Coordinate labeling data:
::::
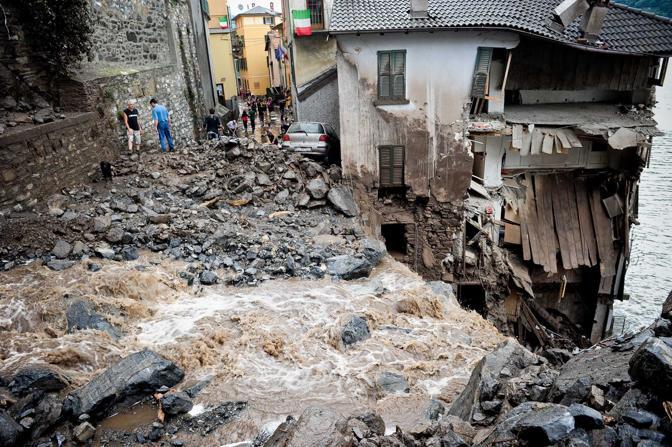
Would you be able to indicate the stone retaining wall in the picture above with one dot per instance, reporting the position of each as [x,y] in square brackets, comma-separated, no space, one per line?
[39,161]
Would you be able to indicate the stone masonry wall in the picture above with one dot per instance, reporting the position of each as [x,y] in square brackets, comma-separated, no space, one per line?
[131,33]
[37,162]
[142,49]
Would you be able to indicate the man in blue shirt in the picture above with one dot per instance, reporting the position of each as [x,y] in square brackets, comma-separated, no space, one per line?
::::
Could you retype every one of the lines above word for word, leaving the pictures out?

Would you be able to indicate the stone retaining wall in the picture above with one dot per instance, reporting the position of each as [x,y] in square brackets, comma-separated, no space, one per line?
[39,161]
Would you be able to indicate the stone masonry wall in the picture above with one dot per instance, reporting the position of each as [x,y] in square brackets, comma-separated, no space, one per line?
[131,33]
[37,162]
[142,49]
Would you be able to indicate the man in blue shirt in the picture above with one dot per instance, reporting the position of each as [x,y] in square brackets, comma-separated, no space, one per line?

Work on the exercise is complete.